↓

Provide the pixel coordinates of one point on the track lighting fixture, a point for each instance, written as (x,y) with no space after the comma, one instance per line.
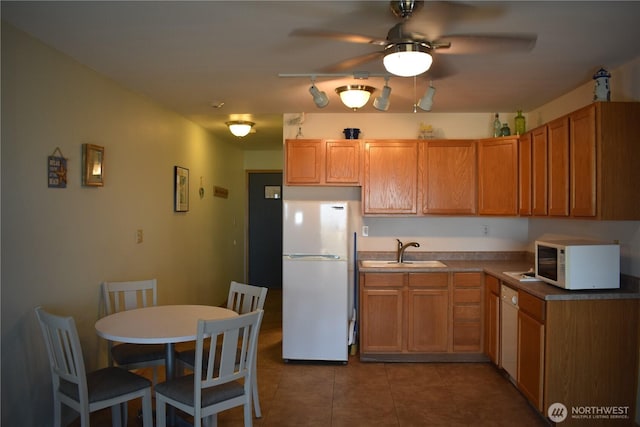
(319,98)
(407,59)
(240,128)
(355,96)
(426,102)
(382,102)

↑

PROBLEM REQUIREMENTS:
Please, without any pictures, retype the records exactly as they appear.

WORKED SOLUTION:
Provide the pixel coordinates of one point on the track lighting fixture, a point for each instance, written as (x,y) with no space after the comma, one instance per line.
(319,98)
(407,59)
(240,128)
(355,96)
(426,102)
(382,102)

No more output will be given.